また、反射防止膜には、このほかに化学的気相成長法(CVD)によって形成される無機質の反射防止膜があるが、この場合にも同じような問題があり、その解決が求められている。
また、レジストパターンサイズが200nm以下という超微細レジストパターンを形成させる場合には、「エッジラフネス」という好ましくない現象を伴うことがあり、これを抑制することが解決すべき新たな問題として浮上してきた。
【0005】
一方において、化学増幅型のポジ型又はネガ型レジストについては、そのレジスト層上に水溶性反射防止層を設けることにより、解像性が向上し、かつ定在波の影響が抑制されることが知られている(特許第2878150号掲載公報)。しかしながら、レジスト層の下に有機質又は無機質の反射防止層を、また上に水溶性反射防止層を同時に設けて三層構造とすると、これを用いてパターン形成する際に、水溶性反射防止層の除去工程とこの反射防止層のエッチング工程が必要になり、作業が煩雑になるという欠点があるため、高スループットが求められる半導体素子の製造においては、一般にこの反射防止層からなる下層とレジスト層、又は水溶性反射防止層からなる上層とレジスト層とのいずれかの二層構造が選ばれていた。
.....
練習課題:
- 1) 反射防止膜の抜粋によると、レジストパターンサイズが200nm以下の超微細レジストパターンを形成させる場合に伴うことがある好ましくない現象は、何と呼ばれているか。
- 2) 反射防止膜の抜粋の最後の文に続けて、この文章を書き進めなさい。
この後に示す記録は、反射防止膜の抜粋とは別の資料である。

記録データ:
.....
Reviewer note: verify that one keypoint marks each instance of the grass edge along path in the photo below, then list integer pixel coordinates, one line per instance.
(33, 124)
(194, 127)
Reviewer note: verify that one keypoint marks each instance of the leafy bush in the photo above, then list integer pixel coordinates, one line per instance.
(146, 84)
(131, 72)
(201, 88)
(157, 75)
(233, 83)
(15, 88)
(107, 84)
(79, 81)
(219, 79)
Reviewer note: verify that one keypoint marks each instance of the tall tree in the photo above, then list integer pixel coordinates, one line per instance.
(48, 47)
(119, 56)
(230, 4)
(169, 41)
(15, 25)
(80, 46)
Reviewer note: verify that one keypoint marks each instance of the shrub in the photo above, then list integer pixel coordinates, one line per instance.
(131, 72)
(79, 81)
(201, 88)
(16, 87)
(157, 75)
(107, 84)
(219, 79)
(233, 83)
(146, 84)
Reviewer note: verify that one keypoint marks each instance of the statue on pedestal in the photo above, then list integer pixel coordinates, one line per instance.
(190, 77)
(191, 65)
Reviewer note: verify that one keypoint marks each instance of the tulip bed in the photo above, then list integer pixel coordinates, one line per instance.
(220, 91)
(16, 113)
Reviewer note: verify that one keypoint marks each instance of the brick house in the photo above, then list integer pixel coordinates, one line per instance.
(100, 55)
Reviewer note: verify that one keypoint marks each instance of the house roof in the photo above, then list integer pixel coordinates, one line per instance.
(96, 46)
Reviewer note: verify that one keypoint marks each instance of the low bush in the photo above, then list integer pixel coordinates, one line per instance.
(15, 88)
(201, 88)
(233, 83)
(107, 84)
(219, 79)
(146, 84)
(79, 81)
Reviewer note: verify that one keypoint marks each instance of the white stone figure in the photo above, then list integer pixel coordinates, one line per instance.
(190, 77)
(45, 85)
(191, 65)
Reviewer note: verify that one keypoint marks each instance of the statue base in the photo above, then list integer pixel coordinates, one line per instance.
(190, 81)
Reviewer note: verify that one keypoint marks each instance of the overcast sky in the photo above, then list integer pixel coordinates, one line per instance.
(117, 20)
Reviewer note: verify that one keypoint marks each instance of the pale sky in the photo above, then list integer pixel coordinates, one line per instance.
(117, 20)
.....
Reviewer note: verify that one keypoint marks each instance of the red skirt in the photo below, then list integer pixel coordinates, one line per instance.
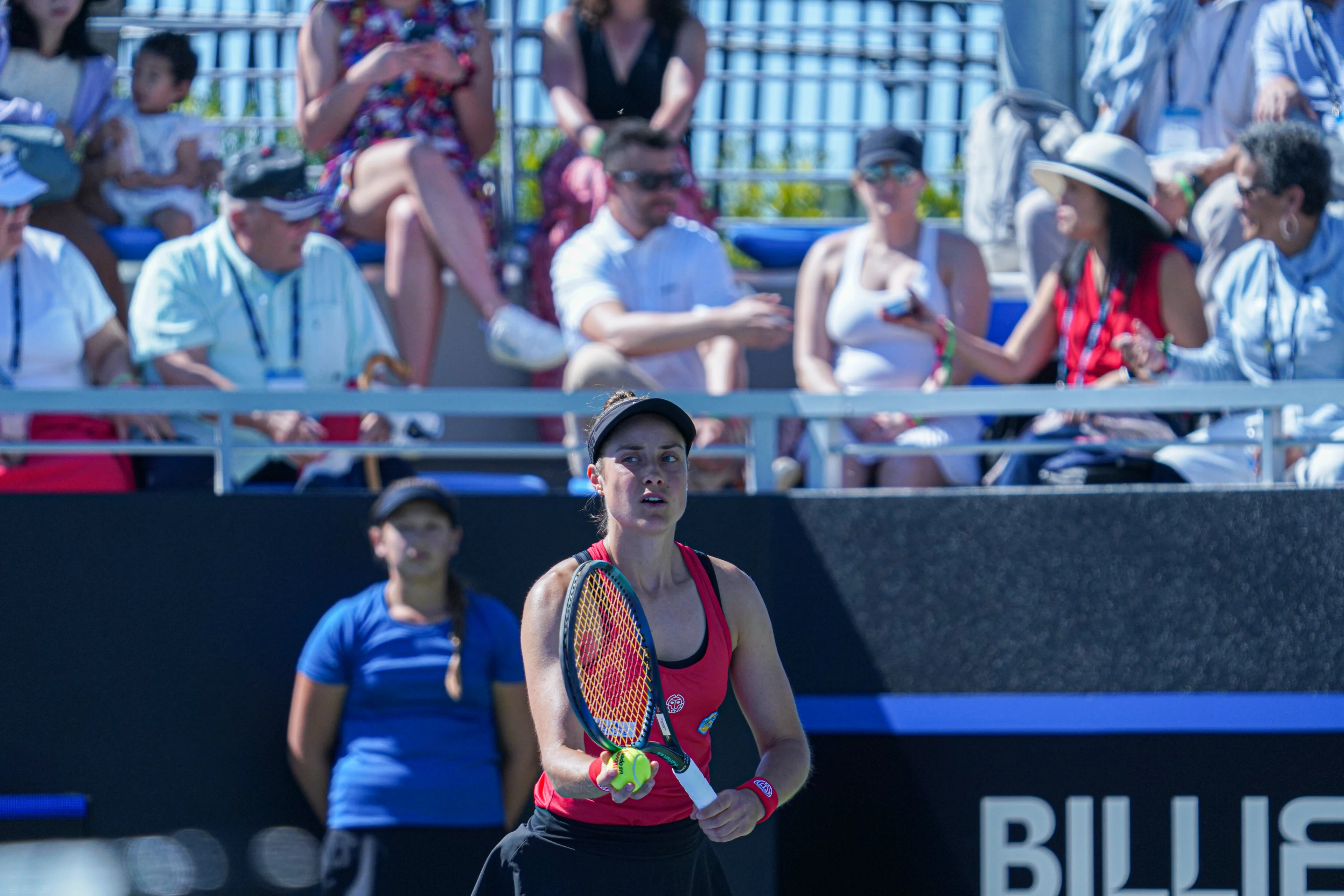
.....
解答例:
- 1) 「エッジラフネス」と呼ばれている。

- 2)
【0006】
ところで、ネガ型レジスト層上に水溶性反射防止層を設けた二層構造のものは、ネガ型レジスト層と水溶性反射防止層との界面付近で不必要な架橋反応を起し、T型形状断面を有するレジストパターンを生じやすいこと及び近年定在波の影響のない断面垂直性の良好なレジストパターンが切望されるようになってきたことから、ネガ型レジスト層と下層の反射防止層との界面における裾ひきを抑制し、かつネガ型レジストと上層の水溶性反射防止層との界面でのT型形状断面の発生を抑制し、優れた矩形断面のパターン形状を与える三層構造が急拠注目されるようになってきた。
【0007】
【発明が解決しようとする課題】
本発明は、このような事情のもとで、200nm以下の微細なレジストパターンの形成に際し、優れた感度、解像性に加え、エッジラフネスの少ない良好な断面形状のレジストパターンを与える二層の多層型感光材料及びT型形状断面の発生が抑制され、かつ裾ひきがなくエッジラフネスの少ない良好な断面形状のレジストパターンを与える三層の多層型感光材料を提供することを目的としてなされたものである。
【0008】
【課題を解決するための手段】
本発明者らは、特に微細なレジストパターンの形成に好適な多層型感光材料について鋭意研究を重ねた結果、基板上に、所定厚さの非水溶性反射防止層を設け、その上に厚さ200〜500nmのネガ型レジスト層を設けた二層構造又は必要に応じてさらにその上に水溶性反射防止層を施した三層構造の多層型感光材料において、前記ネガ型レジスト層を特定の組成の化学増幅型レジストで構成することにより、感度、解像度が優れ、しかも多層構造にかかわらず、エッジラフネスの少ない良好な矩形状断面をもつレジストパターンを与えるものが得られることを見出し、この知見に基づいて本発明をなすに至った。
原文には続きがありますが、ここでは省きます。